Vendor Managed Inventory ("VMI") - The VMI program includes terms that meet the “bill and hold” criteria and as such are recognized when the order is placed, title has transferred, there are no acceptance provisions and amounts are segregated in the Company’s warehouse for the customer. During the three and six months ended December 31, 2021, the Company recorded billings from inventory builds that are held in VMI under these service agreements of $1.7 million and $1.8 million, respectively. During the three and six months ended December 31, 2020, the Company recorded billings from inventory builds that are held in VMI under these service agreements of $2.5 million and $3.5 million, respectively. As of December 31, 2021 and June 30, 2021, $4.9 million and $3.7 million, respectively, of solutions sold through that date were held in VMI pending fulfillment or shipment to patients of pharmaceutical manufacturers who offer these solutions to patients in an ongoing patient support program.

The contract asset is related to VMI service agreements within the maibacks contract type category when the revenue recognition exceeds the amount of consideration the Company was entitled to at the point in time of satisfying the performance obligation associated with the sale of the compliance and container system. The contract liability is related to the mailbacks and unused medications contract type categories in which cash consideration exceeds the transaction price allocated to completed performance obligations. The amount recognized during the six months ended December 31, 2021 and 2020 related to contract liabilities recorded as of June 30, 2021 and 2020 were $5.2 million and $2.1 million, respectively.

Income Taxes: Deferred tax assets and liabilities are determined based on differences between financial reporting and tax bases of assets and liabilities and are measured using the enacted tax rates and laws that will be in effect when the differences are expected to reverse. A valuation allowance is established when it is more likely than not that some portion or all of the deferred tax assets will not be realized. The establishment of valuation allowances requires significant judgment and is impacted by various estimates. Both positive and negative evidence, as well as the objectivity and verifiability of that evidence, is considered in determining the appropriateness of recording a valuation allowance on deferred tax assets. No such allowance was deemed necessary based on the Company's assessment of the recoverability of its deferred tax assets.
Accounts Receivable: Accounts receivable consist primarily of amounts due to the Company from normal business activities. Accounts receivable balances are determined to be delinquent when the amount is past due based on the contractual terms with the customer. The Company maintains an allowance for doubtful accounts to reflect the likelihood of not collecting certain accounts receivable based on past collection history and specific risks identified among uncollected accounts. Accounts receivable are charged to the allowance for doubtful accounts when the Company determines that the receivable will not be collected and/or when the account has been referred to a third party collection agency. The Company has a history of minimal uncollectible accounts.

Provided material:
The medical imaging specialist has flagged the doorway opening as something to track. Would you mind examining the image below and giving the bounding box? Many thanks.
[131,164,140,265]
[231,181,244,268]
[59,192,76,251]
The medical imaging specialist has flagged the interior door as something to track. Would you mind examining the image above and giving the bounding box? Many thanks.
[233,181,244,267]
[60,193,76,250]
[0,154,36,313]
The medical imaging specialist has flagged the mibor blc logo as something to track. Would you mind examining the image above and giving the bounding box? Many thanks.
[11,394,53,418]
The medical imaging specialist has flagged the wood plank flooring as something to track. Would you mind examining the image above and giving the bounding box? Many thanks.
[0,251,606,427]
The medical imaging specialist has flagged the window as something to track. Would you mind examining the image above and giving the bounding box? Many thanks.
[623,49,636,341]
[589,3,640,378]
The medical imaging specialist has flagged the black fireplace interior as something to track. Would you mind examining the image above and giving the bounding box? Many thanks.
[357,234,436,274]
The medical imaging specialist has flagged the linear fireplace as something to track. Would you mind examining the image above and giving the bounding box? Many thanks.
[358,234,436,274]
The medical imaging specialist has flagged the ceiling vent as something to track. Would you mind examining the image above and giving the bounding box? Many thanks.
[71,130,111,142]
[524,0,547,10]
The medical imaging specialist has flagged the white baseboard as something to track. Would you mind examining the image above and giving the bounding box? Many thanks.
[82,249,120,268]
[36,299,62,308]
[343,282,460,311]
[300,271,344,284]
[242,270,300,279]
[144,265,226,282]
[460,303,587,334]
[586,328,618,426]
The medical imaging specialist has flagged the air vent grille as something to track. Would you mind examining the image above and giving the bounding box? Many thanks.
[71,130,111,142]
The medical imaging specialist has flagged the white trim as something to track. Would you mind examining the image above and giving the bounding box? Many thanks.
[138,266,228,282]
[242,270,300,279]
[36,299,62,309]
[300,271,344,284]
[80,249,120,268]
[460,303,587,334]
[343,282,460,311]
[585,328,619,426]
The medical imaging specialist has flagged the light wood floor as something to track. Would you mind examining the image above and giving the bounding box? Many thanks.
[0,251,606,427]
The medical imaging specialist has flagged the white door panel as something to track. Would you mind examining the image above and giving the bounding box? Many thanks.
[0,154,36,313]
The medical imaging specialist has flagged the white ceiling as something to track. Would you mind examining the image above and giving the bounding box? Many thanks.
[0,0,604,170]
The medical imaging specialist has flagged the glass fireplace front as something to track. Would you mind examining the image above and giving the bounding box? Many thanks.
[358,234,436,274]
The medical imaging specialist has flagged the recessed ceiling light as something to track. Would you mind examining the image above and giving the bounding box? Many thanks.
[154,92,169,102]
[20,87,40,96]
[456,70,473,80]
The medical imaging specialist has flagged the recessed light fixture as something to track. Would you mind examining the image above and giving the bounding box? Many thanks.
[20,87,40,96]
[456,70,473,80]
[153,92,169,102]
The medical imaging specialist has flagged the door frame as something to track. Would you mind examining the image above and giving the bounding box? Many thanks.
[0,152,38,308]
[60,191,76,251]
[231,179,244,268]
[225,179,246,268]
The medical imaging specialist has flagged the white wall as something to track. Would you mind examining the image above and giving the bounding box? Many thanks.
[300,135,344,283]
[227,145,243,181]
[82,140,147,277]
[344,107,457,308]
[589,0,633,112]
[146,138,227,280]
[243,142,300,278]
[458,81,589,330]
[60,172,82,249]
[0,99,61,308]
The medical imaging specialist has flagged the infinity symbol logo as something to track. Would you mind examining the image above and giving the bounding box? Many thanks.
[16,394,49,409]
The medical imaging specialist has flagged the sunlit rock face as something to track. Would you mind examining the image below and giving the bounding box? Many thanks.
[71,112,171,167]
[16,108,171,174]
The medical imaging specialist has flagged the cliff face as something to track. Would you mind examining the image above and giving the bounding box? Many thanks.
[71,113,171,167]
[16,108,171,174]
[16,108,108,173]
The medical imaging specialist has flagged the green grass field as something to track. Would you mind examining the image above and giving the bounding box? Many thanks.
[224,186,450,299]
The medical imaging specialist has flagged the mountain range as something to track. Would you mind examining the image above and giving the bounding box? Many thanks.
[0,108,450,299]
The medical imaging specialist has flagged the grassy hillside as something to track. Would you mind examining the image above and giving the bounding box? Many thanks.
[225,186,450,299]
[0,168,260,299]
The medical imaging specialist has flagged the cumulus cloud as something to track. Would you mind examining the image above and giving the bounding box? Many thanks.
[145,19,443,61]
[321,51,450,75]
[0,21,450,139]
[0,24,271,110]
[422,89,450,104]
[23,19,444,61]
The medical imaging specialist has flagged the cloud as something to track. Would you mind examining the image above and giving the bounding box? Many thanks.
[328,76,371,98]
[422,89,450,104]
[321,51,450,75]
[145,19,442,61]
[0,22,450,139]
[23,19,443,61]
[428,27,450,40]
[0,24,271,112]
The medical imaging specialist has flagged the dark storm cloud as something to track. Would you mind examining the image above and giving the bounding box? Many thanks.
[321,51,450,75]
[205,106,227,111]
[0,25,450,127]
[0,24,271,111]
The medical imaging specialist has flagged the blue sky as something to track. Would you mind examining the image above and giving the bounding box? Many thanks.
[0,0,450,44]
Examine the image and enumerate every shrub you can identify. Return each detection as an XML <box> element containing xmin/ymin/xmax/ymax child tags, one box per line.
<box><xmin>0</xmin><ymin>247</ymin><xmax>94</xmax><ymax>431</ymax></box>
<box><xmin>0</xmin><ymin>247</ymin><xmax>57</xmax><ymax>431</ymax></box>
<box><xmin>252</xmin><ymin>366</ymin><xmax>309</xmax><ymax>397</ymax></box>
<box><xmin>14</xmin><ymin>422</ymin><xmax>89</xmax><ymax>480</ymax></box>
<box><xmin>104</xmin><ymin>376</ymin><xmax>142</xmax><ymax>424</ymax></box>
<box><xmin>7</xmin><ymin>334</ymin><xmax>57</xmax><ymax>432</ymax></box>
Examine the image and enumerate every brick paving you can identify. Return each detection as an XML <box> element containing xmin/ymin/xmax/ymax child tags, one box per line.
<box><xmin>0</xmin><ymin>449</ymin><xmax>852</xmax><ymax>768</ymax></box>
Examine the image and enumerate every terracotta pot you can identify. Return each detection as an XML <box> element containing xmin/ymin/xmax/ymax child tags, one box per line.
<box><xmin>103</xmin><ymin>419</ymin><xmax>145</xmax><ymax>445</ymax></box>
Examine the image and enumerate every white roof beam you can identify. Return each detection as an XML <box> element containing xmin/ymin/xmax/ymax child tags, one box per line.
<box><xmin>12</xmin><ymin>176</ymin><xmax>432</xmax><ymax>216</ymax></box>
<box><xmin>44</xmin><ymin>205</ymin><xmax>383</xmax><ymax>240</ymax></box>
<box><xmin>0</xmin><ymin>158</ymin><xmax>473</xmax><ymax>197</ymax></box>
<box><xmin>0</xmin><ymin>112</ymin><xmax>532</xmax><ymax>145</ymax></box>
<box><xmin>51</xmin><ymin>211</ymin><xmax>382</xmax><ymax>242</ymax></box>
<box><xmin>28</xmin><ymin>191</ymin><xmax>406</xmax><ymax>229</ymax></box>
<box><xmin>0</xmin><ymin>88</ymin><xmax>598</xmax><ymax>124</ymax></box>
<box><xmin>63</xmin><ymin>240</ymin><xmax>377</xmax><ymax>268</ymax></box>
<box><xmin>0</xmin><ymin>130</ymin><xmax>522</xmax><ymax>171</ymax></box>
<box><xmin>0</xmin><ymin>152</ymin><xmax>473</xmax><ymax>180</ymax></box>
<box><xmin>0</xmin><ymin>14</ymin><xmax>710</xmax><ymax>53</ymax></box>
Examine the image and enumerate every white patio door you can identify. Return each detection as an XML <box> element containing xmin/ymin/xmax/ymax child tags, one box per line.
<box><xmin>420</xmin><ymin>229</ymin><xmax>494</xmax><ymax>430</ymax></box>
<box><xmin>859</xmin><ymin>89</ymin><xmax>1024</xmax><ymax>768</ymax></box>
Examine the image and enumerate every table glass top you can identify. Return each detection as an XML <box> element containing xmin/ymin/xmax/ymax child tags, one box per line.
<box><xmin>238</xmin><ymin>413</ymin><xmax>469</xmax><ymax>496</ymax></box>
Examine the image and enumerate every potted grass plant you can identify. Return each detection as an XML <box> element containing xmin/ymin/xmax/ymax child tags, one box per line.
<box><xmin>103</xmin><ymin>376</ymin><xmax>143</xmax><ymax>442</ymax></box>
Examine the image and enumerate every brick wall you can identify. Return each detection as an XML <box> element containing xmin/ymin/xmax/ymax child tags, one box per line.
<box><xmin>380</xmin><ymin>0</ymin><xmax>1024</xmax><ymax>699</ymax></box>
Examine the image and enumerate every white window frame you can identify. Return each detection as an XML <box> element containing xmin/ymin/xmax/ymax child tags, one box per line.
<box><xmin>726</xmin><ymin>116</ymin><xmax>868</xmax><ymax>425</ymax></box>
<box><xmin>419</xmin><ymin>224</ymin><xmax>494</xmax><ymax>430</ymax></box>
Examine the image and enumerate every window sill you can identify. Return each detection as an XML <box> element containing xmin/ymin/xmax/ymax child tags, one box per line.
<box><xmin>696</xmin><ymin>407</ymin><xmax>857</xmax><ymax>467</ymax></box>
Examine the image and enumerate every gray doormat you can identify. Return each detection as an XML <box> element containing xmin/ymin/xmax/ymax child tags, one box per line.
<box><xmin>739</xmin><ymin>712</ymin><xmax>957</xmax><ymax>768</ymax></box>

Requirement 1:
In the accounting notes, what amount of solutions sold was held in VMI as of December 31, 2021?
Requirement 2:
Decide whether each statement agrees with the accounting notes, answering yes or no and quoting the words that settle it: (a) No valuation allowance on deferred tax assets was judged necessary. (b) VMI billings for the six months ended December 31, 2020 were $2.5 million. (c) The Company has a history of substantial uncollectible accounts.
The data are separate material, unrelated to the accounting notes.

Answer area 1:
$4.9 million.

Answer area 2:
(a) Yes: "No such allowance was deemed necessary based on the Company's assessment of the recoverability of its deferred tax assets."
(b) No: "During the three and six months ended December 31, 2020, the Company recorded billings from inventory builds that are held in VMI under these service agreements of $2.5 million and $3.5 million, respectively."
(c) No: "The Company has a history of minimal uncollectible accounts."